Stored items

-- -- --

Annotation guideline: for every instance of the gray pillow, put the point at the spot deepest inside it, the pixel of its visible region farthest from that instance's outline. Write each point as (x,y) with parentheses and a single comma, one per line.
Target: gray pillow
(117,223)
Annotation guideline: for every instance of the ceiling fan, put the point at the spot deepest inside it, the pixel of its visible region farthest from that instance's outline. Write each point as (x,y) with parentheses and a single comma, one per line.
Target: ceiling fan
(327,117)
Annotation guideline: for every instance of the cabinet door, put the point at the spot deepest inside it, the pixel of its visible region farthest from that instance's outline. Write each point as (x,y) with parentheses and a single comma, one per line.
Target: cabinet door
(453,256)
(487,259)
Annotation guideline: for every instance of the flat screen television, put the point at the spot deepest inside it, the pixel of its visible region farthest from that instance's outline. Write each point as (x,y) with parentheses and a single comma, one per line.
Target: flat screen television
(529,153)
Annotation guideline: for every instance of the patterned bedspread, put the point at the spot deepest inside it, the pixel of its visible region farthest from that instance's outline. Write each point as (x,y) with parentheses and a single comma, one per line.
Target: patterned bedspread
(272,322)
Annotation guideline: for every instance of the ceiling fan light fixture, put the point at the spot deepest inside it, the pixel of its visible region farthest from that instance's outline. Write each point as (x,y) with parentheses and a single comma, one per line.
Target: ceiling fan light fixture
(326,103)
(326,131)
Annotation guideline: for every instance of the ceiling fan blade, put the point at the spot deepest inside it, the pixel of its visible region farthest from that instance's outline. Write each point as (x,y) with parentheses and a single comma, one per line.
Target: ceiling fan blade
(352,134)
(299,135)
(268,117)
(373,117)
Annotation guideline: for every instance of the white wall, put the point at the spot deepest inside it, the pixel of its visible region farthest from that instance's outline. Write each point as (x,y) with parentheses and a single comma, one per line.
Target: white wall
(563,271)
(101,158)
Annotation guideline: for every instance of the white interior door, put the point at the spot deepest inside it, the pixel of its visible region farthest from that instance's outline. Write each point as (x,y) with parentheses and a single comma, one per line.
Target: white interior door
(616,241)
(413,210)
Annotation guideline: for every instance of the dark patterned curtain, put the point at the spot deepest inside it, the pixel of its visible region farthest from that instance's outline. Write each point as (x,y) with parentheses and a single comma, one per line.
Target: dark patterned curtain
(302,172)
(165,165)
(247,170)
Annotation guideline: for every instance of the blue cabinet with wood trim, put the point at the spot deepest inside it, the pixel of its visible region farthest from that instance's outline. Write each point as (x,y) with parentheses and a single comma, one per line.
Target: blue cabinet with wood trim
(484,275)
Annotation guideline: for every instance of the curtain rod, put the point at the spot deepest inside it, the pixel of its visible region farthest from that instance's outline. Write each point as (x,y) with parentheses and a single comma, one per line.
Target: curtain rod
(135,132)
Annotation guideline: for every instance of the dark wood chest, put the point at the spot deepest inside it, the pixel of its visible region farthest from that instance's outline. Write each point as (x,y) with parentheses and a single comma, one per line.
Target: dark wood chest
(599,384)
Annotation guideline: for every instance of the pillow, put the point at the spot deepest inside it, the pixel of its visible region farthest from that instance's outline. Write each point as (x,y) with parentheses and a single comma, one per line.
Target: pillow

-- -- --

Problem: Reproduce each entry above exactly, keeping every word.

Answer for this exercise:
Annotation guideline: for every instance of the gray pillow, put the point at the spot deepest inside it, the pixel of its visible region farthest from that instance's outline. Write each point as (x,y) with parentheses and a single comma, one per line.
Target: gray pillow
(117,223)
Annotation guideline: for every instance of the ceiling fan, put the point at the spot deepest inside it, the pixel of its visible region farthest from that instance's outline. Write each point as (x,y) with parentheses and a single comma, one per line.
Target: ceiling fan
(327,117)
Annotation guideline: for every instance of the cabinet door, put the point at the spot deepest inside it, the pixel of its visible region farthest from that instance's outline. Write each point as (x,y) with parentheses and a single comma, one per line.
Target: cabinet door
(453,256)
(487,259)
Annotation guideline: for every instance of the flat screen television, put the point at the spot deepest inside it, the pixel of its visible region farthest from that instance's outline. Write each point as (x,y) with parentheses and a single comma, one per line.
Target: flat screen television
(529,153)
Annotation guideline: for every instance of the patterned bedspread, put the point at the spot deepest inside it, the pixel of its visible region farthest from that instance's outline. Write each point as (x,y) with parentheses and a single comma, one per line.
Target: patterned bedspread
(272,322)
Annotation guideline: for every instance of the ceiling fan light fixture, put the point at the spot deepest inside it, the pixel of its visible region farthest from that instance's outline. Write each point as (x,y) with parentheses and a single comma, one per line.
Target: ceiling fan light fixture
(326,103)
(326,131)
Annotation guideline: for every instance of the ceiling fan blade, put the point at the spot deepest inside it, the pixel of its visible region farthest from that instance's outline. Write each point as (x,y) with parentheses and a single comma, one per line.
Target: ceiling fan blade
(352,134)
(299,135)
(268,117)
(373,117)
Annotation guideline: for every instance of the white wall, put the point at the spot deepest inside it, the pixel of its visible region farthest from that instance's outline. Write each point as (x,y) with parentheses and a single comma, one per line.
Target: white wall
(563,271)
(101,158)
Annotation guideline: for every instance of the white interior door, put the point at the spot deepest inside it, the pixel of its visible region farthest from that instance's outline. Write each point as (x,y) with parentheses and a single comma, one per line.
Target: white interior door
(616,241)
(413,210)
Annotation guideline: for every instance of the dark patterned curtain, put the point at the spot deepest inside it, the pixel of its visible region farthest from that instance's outline. Write each point as (x,y) with parentheses and a single comma, one per line.
Target: dark patterned curtain
(302,172)
(165,165)
(247,170)
Annotation guideline: for every instance of the blue cabinet with wood trim, put the point at the spot deepest inside it, the pixel of its visible region farthest from that instance's outline. Write each point as (x,y) with parentheses and a single comma, one per line.
Target: blue cabinet with wood trim
(484,275)
Annotation guideline: for every instance of the curtain rod, put the point at the spot deepest inside it, the pixel of its visible region farthest from that instance's outline. Write each point as (x,y) with parentheses and a single comma, one per line.
Target: curtain rod
(135,132)
Annotation guideline: for every instance of the dark wood chest, put the point at the spot deepest inside it, the pixel of its visible region farthest from that instance's outline. Write each point as (x,y) with parentheses and a single comma, one per line.
Target: dark wood chest
(599,384)
Annotation guideline: for every instance of the pillow, put the point at the spot deepest inside it, the pixel of its visible region farthest from that instance's outline. Write each point as (x,y) with parentheses and a single comma, one per line.
Target: pillow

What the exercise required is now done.